WORK TO DO:
Omit the pictures and output every entry below exactly as written.

Data entries
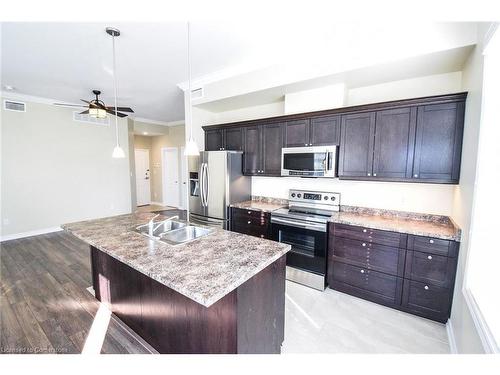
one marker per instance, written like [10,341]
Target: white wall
[56,170]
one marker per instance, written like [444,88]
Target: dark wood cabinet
[410,273]
[251,222]
[411,140]
[233,139]
[252,150]
[394,143]
[213,140]
[356,145]
[438,142]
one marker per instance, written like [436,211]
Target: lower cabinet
[251,222]
[385,267]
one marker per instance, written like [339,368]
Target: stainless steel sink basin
[160,228]
[182,235]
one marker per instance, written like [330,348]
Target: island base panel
[250,319]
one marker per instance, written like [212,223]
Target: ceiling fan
[97,108]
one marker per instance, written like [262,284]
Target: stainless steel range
[304,226]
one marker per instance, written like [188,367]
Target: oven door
[308,241]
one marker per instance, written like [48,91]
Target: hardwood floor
[45,307]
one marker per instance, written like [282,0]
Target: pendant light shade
[118,152]
[191,145]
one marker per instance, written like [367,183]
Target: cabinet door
[213,140]
[394,143]
[324,131]
[233,139]
[438,145]
[297,133]
[252,158]
[356,145]
[272,142]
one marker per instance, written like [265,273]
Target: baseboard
[451,337]
[489,344]
[15,236]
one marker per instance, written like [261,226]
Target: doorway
[142,177]
[170,176]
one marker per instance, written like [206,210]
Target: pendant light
[191,145]
[117,151]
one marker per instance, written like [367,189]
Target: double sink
[172,232]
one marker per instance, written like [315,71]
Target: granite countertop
[203,270]
[434,226]
[262,204]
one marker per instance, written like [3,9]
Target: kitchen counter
[204,270]
[417,224]
[262,204]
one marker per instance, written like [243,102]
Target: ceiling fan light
[191,148]
[118,152]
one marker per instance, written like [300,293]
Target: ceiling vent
[10,105]
[197,93]
[77,116]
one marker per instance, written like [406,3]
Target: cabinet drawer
[435,269]
[433,245]
[241,214]
[376,257]
[362,282]
[380,237]
[426,300]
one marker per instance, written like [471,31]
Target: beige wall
[56,170]
[173,138]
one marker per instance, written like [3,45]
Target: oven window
[304,161]
[302,243]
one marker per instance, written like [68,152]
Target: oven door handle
[298,224]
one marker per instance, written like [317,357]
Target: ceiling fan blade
[69,105]
[116,114]
[123,109]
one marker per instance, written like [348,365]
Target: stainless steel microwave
[318,161]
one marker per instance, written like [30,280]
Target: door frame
[135,172]
[163,177]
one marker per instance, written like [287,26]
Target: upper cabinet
[438,144]
[318,131]
[411,140]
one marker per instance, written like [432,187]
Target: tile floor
[334,322]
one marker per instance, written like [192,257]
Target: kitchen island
[222,293]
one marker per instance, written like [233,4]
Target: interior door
[171,176]
[142,177]
[183,187]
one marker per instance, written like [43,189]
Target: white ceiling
[65,61]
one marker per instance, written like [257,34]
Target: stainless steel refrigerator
[215,182]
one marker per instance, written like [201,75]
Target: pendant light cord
[114,83]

TASK RESPONSE:
one marker per instance, written like [10,341]
Target: white wall
[56,170]
one marker per instance, written like [444,88]
Target: dark wood cabinet
[410,273]
[251,222]
[411,140]
[233,139]
[252,150]
[394,143]
[213,140]
[356,145]
[438,142]
one marker per instance, written like [436,211]
Target: lower cabinet
[251,222]
[385,267]
one marker per instance, written like [339,368]
Target: stainless steel sink basin
[160,228]
[182,235]
one marker per instance, written like [330,348]
Target: island base panel
[250,319]
one marker per instance, written like [212,223]
Target: ceiling fan
[97,108]
one marker per instance, written like [262,284]
Target: stainless steel range
[304,226]
one marker per instance, written like [188,367]
Target: oven door
[308,241]
one marker per instance, written like [48,91]
Target: hardwood floor
[45,307]
one marker per instance, written like [282,0]
Target: pendant light shade
[118,152]
[191,145]
one marker per instance, written like [367,183]
Target: cabinet door
[213,140]
[394,143]
[324,131]
[233,139]
[438,145]
[297,133]
[252,158]
[356,145]
[272,142]
one marker per instance, written like [265,273]
Target: baseboard
[451,337]
[489,344]
[15,236]
one marker per instance, written like [261,226]
Target: doorway
[142,177]
[170,176]
one marker per instance, written like [206,210]
Target: pendant light
[191,145]
[117,151]
one marker per instance, written like [367,189]
Target: double sink
[172,232]
one marker per instance, written like [315,71]
Target: granite countertop
[203,270]
[434,226]
[262,204]
one marker per instance, written like [3,9]
Target: kitchen counter
[204,270]
[417,224]
[262,204]
one marker per instance, written like [243,102]
Target: ceiling fan light
[191,148]
[118,152]
one marker per instance, written like [300,293]
Target: ceiling vent
[10,105]
[197,93]
[77,116]
one marker per instance, written like [406,3]
Target: cabinet drawer
[435,269]
[433,245]
[241,214]
[376,257]
[362,282]
[380,237]
[426,300]
one marker per instance, written like [471,31]
Target: beige wall
[56,170]
[173,138]
one marker per instance, written like [3,45]
Target: oven window
[304,161]
[302,243]
one marker per instance, written like [68,152]
Target: oven door handle
[298,224]
one marker per instance, written like [317,357]
Target: ceiling fan blade
[69,105]
[116,114]
[123,109]
one marker per instance, written like [348,365]
Target: stainless steel microwave
[318,161]
one marker per instance, written like [30,280]
Target: door frame
[135,172]
[163,177]
one marker per instance, written like [287,26]
Target: upper cabinet
[438,144]
[318,131]
[411,140]
one marker per instance, written like [432,187]
Target: tile floor
[334,322]
one marker per instance, written like [192,257]
Target: kitchen island
[222,293]
one marker per instance, written like [233,4]
Target: interior door
[171,176]
[142,177]
[183,187]
one marker per instance, written like [43,189]
Target: white ceiling
[65,61]
one marker per instance, written like [257,34]
Target: stainless steel refrigerator
[215,182]
one marker per instance, written like [201,75]
Target: pendant light cord
[114,83]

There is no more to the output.